Point localization data
__________

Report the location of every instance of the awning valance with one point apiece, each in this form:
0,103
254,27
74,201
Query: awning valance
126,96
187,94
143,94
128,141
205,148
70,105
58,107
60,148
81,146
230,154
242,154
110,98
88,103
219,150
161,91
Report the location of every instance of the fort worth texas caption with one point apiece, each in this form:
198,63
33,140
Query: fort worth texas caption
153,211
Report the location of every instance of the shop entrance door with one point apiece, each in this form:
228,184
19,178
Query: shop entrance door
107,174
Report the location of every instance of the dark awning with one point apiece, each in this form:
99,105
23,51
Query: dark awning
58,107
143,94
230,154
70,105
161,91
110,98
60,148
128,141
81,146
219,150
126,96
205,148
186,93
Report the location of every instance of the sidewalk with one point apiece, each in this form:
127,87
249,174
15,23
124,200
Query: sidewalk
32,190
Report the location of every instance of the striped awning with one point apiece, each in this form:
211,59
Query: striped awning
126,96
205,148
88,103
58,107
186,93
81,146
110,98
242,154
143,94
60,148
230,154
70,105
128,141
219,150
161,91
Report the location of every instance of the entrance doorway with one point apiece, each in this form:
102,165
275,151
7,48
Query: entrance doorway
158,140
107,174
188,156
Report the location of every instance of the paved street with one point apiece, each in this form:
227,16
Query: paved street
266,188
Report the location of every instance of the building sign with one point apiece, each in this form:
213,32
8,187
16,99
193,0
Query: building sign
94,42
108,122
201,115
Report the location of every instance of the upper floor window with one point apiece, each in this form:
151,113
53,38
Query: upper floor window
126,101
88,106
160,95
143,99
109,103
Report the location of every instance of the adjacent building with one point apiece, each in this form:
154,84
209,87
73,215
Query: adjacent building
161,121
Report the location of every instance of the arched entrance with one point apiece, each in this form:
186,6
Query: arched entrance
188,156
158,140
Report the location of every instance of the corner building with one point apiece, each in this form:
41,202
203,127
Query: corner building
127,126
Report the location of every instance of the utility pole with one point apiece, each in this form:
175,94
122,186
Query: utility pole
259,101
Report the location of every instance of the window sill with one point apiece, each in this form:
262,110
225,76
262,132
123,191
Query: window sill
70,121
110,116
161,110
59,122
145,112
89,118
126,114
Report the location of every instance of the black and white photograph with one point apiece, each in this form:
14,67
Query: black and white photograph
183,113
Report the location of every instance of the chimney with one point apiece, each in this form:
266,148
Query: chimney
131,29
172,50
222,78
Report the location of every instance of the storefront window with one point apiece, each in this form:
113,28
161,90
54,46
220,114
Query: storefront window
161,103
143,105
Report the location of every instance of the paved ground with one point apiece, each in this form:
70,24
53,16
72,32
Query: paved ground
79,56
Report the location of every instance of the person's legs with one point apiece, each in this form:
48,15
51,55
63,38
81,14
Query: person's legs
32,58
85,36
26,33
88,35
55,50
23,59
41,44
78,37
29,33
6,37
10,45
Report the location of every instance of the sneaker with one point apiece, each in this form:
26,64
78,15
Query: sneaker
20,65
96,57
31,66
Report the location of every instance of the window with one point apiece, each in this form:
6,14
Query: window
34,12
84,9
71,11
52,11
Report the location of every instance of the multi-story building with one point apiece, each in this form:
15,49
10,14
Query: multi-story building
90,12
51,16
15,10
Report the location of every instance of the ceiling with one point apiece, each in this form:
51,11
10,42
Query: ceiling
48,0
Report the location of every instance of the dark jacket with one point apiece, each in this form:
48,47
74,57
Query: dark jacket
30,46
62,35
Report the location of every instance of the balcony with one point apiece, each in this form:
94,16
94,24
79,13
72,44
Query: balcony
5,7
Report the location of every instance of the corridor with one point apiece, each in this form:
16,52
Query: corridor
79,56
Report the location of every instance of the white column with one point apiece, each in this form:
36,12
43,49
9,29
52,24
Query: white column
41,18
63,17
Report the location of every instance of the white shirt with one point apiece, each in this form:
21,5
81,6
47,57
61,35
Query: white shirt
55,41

__________

Your assignment
Write the records out again. Each one must match exactly.

Answer area
Report the location of every instance of the awning valance with one point apiece, each in this form:
0,103
254,27
74,201
Query: awning valance
126,96
187,94
143,94
128,141
205,148
70,105
58,107
60,148
81,146
230,154
242,154
110,98
88,103
219,150
161,91
Report the location of every instance of the fort worth texas caption with one point apiece, each in this form:
198,63
33,140
Query: fort worth texas caption
153,211
Report the location of every instance of the shop entrance door with one point apiece, each in this form:
228,184
19,178
Query: shop entrance door
107,174
Report the location of every instance of the dark awning with one point apiece, each in this form:
99,105
23,51
Query: dark awning
58,107
143,94
230,154
70,105
161,91
110,98
60,148
128,141
81,146
219,150
126,96
205,148
186,93
Report the location of every instance of the sidewalk with one point apiece, each in this form:
127,87
249,174
15,23
124,200
Query: sidewalk
32,190
Report the location of every instance of the striped awning with one point apiece, each in this form:
211,59
Query: striped awning
126,96
205,148
88,103
58,107
186,93
81,146
110,98
242,154
143,94
60,148
230,154
70,105
128,141
219,150
161,91
Report the location of every instance of the entrance doorway with one point apiece, each in this form:
102,165
275,151
7,48
Query: entrance doorway
158,140
107,174
188,156
Report the location of every instance of the paved street with one point apiece, each in this form:
227,16
Query: paved street
266,188
Report the location of every instance of the building sign with one point apiece, each in this form:
213,32
8,187
16,99
193,0
Query: building sign
94,42
108,122
201,115
Report the location of every instance of the upper floor window with one point apiece, each in this form:
151,113
53,38
Query: upper floor window
126,101
88,106
160,95
143,99
109,103
Report the location of every instance of the adjacent building with one point apiece, each in this form:
154,84
209,87
73,215
Query: adjacent building
161,121
Report the location of every instance of the arched entrance with one point apiece, each in this form:
186,6
Query: arched entrance
188,156
158,140
Report the location of every instance of the corner building with one point apiece, each in this form:
41,202
203,127
Query: corner building
127,126
Report the location of every instance of the utility pole with one point apiece, each in this form:
175,94
122,186
Query: utility pole
259,101
Report the location of every instance of the window sill with one point apiece, each in this form:
262,110
225,76
262,132
123,191
Query: window sill
70,121
110,116
161,110
59,122
145,112
89,118
126,114
Report the location of every instance of the black and white photograph with one point apiece, each in this form:
14,67
Query: black and white photograph
183,113
Report the location of every instance of the chimney with one point apiece, each in this form:
266,148
Query: chimney
131,29
172,50
222,78
Report the location of every instance of the storefront window with one point apiece, each in this form:
113,28
161,90
54,46
220,114
Query: storefront window
161,103
143,105
Report the location of every instance of the paved ground with one point apiece, each in this form:
70,24
53,16
72,32
Query: paved ground
79,56
Report the location of every instance of the person's legs with one point apiece, each in this form:
48,15
51,55
63,38
81,14
Query: person's legs
32,58
85,36
26,33
88,35
55,50
23,59
41,44
78,37
29,33
6,37
10,45
Report the location of every instance of the sneaker with one point apiece, each in this form:
26,64
78,15
Query: sneaker
20,65
96,57
31,66
Report the location of every instance of the window with one point apiece, each in this form:
6,14
Query: window
34,12
84,9
71,11
52,11
Report the location of every instance of the multi-story building with one point apiece, each in this form:
15,49
10,14
Query: multi-story building
90,12
51,16
15,10
Report the location of every instance of the ceiling with one point apiece, each in this form:
51,11
10,42
Query: ceiling
48,0
Report the location of every instance of the dark jacket with one point apiece, each in this form:
48,47
74,57
Query: dark jacket
30,46
62,35
Report the location of every instance of the balcony with one point apiece, each in this form:
94,16
94,24
79,13
72,44
Query: balcony
5,7
Report the location of every instance of the corridor with one point apiece, each in this form:
16,52
Query: corridor
79,56
Report the location of every instance of the white column with one point apiece, each in this form:
36,12
43,49
9,29
52,24
Query: white column
41,18
63,17
Report the location of every instance of the white shirt with one point apiece, each in this form:
21,5
81,6
47,57
61,35
Query: white shirt
55,41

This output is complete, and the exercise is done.